(Source text):
============================================================

CloudWatch logs acting weird

Question

I have two log files with multi-line log statements. Both of them have same datetime format at the begining of each log statement. The configuration looks like this:

state_file = /var/lib/awslogs/agent-state

[/opt/logdir/log1.0]
datetime_format = %Y-%m-%d %H:%M:%S
file = /opt/logdir/log1.0
log_stream_name = /opt/logdir/logs/log1.0
initial_position = start_of_file
multi_line_start_pattern = {datetime_format}
log_group_name = my.log.group


[/opt/logdir/log2-console.log]
datetime_format = %Y-%m-%d %H:%M:%S
file = /opt/logdir/log2-console.log
log_stream_name = /opt/logdir/log2-console.log
initial_position = start_of_file
multi_line_start_pattern = {datetime_format}
log_group_name = my.log.group

The cloudwatch logs agent is sending log1.0 logs correctly to my log group on cloudwatch, however, its not sending log files for log2-console.log.

awslogs.log says:

2016-11-15 08:11:41,308 - cwlogs.push.batch - WARNING - 3593 - Thread-4 - Skip event: {'timestamp': 1479196444000, 'start_position': 42330916L, 'end_position': 42331504L}, reason: timestamp is more than 2 hours in future.
2016-11-15 08:11:41,308 - cwlogs.push.batch - WARNING - 3593 - Thread-4 - Skip event: {'timestamp': 1479196451000, 'start_position': 42331504L, 'end_position': 42332092L}, reason: timestamp is more than 2 hours in future.

Though server time is correct. Also weird thing is Line numbers mentioned in start_position and end_position does not exist in actual log file being pushed.

Anyone else experiencing this issue?

I have the same effect and still looking for a solution. Restarting the service didn't help. BTW: start_position and end_position are not line numbers but byte positions. — Björn Weinbrenner, Dec 14 '16 at 09:56

score 18 · Accepted Answer · answered Dec 14 '16 at 12:44

I was able to fix this.

The state of awslogs was broken. The state is stored in a sqlite database in /var/awslogs/state/agent-state. You can access it via

sudo sqlite3 /var/awslogs/state/agent-state

sudo is needed to have write access.

List all streams with

select * from stream_state;

Look up your log stream and note the source_id which is part of a json data structure in the v column.

Then, list all records with this source_id (in my case it was 7675f84405fcb8fe5b6bb14eaa0c4bfd) in the push_state table

select * from push_state where k="7675f84405fcb8fe5b6bb14eaa0c4bfd";

The resulting record has a json data structure in the v column which contains a batch_timestamp. And this batch_timestamp seams to be wrong. It was in the past and any newer (more than 2 hours) log entries were not processed anymore.

============================================================

(Given data):
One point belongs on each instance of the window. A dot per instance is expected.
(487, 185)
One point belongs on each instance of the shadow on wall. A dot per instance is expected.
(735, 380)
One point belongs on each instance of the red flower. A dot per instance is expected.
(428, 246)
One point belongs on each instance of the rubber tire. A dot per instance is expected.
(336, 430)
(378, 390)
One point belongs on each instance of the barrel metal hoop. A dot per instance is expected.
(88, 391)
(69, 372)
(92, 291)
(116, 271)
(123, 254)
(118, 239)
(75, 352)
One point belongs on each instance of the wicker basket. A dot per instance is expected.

============================================================

(Written task 1):
Answer these questions from the CloudWatch logs thread, one line each:
(a) What datetime_format is set for both log files?
(b) According to the comment under the question, what do start_position and end_position actually refer to?
(c) According to the accepted answer, where is the awslogs state stored?
(Written task 2):
Summarize the CloudWatch logs thread in two sentences.
(Written task 3):
List every configuration key that appears inside each of the two file sections of the configuration in the CloudWatch logs thread.

(Answer 1):
(a) %Y-%m-%d %H:%M:%S
(b) Byte positions, not line numbers.
(c) In a sqlite database at /var/awslogs/state/agent-state.

(Answer 2):
The CloudWatch logs agent sent log1.0 to the log group correctly but skipped events from log2-console.log, and awslogs.log warned that their timestamps were more than 2 hours in the future, even though the server time was correct. The accepted answer traced the problem to a broken awslogs state in a sqlite database, where the batch_timestamp in the push_state record was wrong and in the past, so newer log entries were no longer processed.

(Answer 3):
- datetime_format
- file
- log_stream_name
- initial_position
- multi_line_start_pattern
- log_group_name